======== Trecho para leitura ========

Nesse contexto, surge a figura de Mandetta, içado pela grande mídia como uma parte “racional” do governo, longe das “polêmicas” do Presidente e seu clã familiar. No entanto, Luís Henrique Mandetta foi um daqueles deputados golpistas que desempenharam o papel ridículo de empunhar cartazes “Tchau Querida!” contra a Presidenta da República Dilma Rousseff quando da votação do impeachment. Herdeiro de uma longa linhagem de latifundiários do Mato Grosso do Sul e filiado ao Democratas, foi escalado no Ministério da Saúde de Bolsonaro para desmontar o SUS, abrindo mercado para os planos de saúde privados, setor que representa. Um dos seus primeiros atos foi acabar com o “Programa Mais Médicos”, que garantia atendimento a milhões de brasileiros, principalmente nas favelas e no interior, endossando os ataques bolsonaristas aos médicos cubanos, que atendiam onde a maioria dos seus pares brasileiros se recusavam a estar presentes.

O Ministro Mandetta passou a confrontar o presidente Bolsonaro sobre a melhor forma de tratar a pandemia de COVID-19 obedecendo à ótica dos liberais e do mercado. Por isso, angariou apoio do Congresso Nacional, STF e Forças Armadas, todos eles entreguistas e vendilhões, que acreditam poder contornar a pandemia o mais rápido possível para retomar o processo de venda do Brasil. Bolsonaro, que representa a radicalização disso tudo pela via do fascismo, possui uma maneira de encarar a pandemia que pode levar à destruição do “status quo” e instaurar um governo autoritário e centralizador. Aposta na hecatombe que a pandemia pode provocar para se impor perante a ordem burguesa de maneira autoritária.

======== Dados guardados ========

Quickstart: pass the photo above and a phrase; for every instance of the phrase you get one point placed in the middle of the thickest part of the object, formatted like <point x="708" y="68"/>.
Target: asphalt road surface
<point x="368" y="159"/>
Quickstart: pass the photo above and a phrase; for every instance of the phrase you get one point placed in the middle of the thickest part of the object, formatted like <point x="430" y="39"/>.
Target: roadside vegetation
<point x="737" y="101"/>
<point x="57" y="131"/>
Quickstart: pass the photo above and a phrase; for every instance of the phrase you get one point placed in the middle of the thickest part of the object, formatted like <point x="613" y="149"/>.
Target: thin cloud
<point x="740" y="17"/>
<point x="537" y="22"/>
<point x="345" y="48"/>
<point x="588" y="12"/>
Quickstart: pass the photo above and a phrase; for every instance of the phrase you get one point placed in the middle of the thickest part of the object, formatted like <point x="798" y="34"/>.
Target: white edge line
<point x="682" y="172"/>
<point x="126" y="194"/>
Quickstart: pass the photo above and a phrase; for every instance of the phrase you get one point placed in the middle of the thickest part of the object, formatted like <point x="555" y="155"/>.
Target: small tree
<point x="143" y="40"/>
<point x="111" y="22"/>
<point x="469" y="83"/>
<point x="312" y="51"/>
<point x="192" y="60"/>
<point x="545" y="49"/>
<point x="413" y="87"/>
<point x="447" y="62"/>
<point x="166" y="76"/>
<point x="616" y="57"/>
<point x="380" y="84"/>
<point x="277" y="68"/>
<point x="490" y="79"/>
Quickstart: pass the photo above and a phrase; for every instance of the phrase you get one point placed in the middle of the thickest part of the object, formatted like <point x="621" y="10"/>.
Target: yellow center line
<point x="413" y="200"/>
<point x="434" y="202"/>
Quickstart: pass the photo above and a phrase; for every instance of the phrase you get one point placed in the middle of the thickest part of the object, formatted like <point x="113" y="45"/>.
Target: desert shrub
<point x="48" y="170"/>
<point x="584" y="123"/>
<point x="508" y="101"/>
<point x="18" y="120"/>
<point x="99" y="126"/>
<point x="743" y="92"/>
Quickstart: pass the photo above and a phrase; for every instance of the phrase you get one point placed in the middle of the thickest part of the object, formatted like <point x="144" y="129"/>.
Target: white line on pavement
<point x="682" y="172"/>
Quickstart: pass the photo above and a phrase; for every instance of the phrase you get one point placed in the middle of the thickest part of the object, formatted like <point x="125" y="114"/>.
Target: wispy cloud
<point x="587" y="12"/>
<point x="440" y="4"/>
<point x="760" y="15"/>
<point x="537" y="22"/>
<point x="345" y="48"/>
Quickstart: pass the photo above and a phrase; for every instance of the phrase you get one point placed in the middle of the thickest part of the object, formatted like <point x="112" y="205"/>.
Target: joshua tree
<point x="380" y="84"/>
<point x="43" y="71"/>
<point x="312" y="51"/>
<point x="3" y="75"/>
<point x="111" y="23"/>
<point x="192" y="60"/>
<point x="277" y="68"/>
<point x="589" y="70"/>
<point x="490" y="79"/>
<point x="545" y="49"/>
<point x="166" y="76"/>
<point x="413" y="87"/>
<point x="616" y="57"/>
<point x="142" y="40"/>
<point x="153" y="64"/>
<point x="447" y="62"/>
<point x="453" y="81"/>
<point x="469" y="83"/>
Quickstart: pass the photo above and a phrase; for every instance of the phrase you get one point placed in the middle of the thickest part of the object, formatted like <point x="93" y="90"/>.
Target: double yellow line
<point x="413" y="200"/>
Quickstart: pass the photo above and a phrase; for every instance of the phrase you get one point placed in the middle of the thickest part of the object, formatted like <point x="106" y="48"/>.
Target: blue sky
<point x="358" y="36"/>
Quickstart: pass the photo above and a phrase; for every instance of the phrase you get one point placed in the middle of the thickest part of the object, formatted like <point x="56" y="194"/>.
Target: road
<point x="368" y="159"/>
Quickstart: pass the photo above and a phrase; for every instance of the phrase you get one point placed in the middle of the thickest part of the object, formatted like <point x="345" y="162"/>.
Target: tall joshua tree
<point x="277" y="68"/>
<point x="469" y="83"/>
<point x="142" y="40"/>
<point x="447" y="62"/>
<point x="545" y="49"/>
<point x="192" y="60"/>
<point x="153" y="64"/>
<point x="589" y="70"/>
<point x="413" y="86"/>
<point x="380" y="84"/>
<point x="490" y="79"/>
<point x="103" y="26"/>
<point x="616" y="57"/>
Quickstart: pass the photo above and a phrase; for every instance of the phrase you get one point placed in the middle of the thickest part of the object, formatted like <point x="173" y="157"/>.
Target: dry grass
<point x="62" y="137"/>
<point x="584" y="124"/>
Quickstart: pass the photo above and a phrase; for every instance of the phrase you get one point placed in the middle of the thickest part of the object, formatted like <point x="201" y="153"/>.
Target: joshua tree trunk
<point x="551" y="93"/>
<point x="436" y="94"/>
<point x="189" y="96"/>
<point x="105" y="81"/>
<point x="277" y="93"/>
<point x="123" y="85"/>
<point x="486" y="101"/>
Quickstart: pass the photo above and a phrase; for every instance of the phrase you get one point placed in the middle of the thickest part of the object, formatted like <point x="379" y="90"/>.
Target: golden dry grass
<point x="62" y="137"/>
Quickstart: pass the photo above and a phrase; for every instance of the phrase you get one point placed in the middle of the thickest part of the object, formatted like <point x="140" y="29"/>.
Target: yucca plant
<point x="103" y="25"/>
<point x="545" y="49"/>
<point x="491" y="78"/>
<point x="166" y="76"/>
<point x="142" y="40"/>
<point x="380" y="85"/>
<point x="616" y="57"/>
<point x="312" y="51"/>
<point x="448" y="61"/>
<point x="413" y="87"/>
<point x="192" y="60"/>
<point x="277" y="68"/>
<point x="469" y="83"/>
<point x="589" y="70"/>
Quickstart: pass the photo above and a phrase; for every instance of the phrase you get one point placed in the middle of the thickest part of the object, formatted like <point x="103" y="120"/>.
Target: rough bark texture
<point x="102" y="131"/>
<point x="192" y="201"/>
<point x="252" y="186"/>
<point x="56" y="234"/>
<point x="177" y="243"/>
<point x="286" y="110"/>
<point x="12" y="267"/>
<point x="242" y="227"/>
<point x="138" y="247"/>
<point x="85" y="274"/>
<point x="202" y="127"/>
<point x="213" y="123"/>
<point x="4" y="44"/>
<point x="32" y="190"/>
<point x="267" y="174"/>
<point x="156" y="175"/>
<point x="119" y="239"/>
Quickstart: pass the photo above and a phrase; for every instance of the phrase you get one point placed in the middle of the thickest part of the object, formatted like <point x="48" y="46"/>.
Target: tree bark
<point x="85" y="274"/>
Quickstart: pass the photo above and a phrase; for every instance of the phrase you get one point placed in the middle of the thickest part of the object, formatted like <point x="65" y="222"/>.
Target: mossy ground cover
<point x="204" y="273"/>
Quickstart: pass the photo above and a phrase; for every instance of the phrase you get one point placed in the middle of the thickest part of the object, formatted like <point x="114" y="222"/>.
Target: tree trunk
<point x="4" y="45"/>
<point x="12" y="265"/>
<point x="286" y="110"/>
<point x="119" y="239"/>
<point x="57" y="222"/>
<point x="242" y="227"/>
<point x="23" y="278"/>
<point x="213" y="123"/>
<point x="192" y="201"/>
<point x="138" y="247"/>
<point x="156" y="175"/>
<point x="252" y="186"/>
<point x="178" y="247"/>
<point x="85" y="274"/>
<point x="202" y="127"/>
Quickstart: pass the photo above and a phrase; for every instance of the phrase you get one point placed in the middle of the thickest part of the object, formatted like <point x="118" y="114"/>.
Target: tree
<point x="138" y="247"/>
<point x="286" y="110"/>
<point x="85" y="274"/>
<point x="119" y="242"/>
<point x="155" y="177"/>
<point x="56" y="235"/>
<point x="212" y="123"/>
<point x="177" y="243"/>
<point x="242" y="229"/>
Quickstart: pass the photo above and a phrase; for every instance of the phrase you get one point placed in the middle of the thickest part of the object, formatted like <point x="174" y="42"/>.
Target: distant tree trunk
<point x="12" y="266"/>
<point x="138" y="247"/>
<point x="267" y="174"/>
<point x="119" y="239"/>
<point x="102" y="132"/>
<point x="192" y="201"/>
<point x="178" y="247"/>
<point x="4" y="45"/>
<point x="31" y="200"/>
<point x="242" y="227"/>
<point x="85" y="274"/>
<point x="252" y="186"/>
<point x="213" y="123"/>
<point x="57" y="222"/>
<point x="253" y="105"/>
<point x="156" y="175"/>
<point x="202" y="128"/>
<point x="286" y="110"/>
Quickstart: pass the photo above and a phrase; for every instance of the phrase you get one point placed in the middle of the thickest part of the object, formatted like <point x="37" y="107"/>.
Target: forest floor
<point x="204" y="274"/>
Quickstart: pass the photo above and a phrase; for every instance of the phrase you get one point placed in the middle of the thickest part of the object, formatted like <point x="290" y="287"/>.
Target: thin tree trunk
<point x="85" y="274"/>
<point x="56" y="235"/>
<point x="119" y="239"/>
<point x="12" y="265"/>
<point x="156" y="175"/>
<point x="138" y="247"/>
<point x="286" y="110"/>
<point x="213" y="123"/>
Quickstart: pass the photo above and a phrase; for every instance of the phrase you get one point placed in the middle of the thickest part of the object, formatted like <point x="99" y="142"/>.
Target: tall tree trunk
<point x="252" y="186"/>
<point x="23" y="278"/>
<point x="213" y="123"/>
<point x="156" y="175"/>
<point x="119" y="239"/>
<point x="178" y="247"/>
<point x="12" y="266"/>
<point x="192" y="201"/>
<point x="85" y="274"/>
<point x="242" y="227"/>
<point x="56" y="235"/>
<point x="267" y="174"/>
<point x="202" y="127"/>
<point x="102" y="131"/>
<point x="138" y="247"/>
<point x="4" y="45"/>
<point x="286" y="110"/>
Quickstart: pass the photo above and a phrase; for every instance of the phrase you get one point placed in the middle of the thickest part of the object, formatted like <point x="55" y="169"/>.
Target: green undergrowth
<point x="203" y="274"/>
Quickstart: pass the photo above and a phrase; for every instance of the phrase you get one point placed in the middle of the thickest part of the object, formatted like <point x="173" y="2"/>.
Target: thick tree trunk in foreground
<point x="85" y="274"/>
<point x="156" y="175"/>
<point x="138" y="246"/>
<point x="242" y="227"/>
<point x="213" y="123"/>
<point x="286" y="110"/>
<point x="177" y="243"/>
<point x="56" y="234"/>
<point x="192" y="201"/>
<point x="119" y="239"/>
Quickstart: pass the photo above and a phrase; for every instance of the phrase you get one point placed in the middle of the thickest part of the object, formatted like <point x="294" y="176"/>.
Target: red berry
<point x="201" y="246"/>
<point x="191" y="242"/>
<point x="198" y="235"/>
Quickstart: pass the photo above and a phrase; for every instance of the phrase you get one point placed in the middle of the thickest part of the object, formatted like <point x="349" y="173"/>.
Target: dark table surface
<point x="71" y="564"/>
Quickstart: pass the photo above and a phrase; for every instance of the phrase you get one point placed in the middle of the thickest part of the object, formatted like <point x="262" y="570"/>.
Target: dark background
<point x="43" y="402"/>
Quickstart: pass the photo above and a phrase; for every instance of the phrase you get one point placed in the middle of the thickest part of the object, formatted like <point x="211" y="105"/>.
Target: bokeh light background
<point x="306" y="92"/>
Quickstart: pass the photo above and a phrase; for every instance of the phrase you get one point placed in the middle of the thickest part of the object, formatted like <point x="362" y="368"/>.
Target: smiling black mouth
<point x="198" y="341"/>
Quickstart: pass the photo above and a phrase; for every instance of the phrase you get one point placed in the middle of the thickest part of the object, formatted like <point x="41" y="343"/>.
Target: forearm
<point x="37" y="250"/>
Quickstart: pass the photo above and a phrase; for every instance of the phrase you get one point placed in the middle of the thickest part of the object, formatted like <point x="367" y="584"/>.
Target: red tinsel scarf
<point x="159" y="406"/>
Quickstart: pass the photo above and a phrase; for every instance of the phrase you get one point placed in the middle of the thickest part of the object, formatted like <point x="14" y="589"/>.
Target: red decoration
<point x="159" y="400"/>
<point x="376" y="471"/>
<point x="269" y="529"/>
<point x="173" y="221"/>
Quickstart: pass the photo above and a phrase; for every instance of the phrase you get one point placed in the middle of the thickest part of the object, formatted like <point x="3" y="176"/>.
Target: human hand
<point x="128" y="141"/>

========

> _Lista de tarefas_
A - Responda com base no trecho sobre Mandetta:
(i) A que partido Mandetta era filiado?
(ii) Que programa ele extinguiu em um dos seus primeiros atos no ministério?
(iii) De quais instituições ele ganhou apoio ao confrontar Bolsonaro?
B - Segundo o trecho sobre Mandetta, por que ele conseguiu o apoio do Congresso Nacional, do STF e das Forças Armadas?
A listagem não entra em nada aqui.

> _Respostas do exercício_
A -
(i) Ao Democratas.
(ii) O "Programa Mais Médicos".
(iii) Do Congresso Nacional, do STF e das Forças Armadas.

B - Ele passou a confrontar Bolsonaro sobre a melhor forma de tratar a pandemia de COVID-19, seguindo a ótica dos liberais e do mercado. Essas instituições acreditam poder contornar a pandemia o mais rápido possível para retomar o processo de venda do Brasil.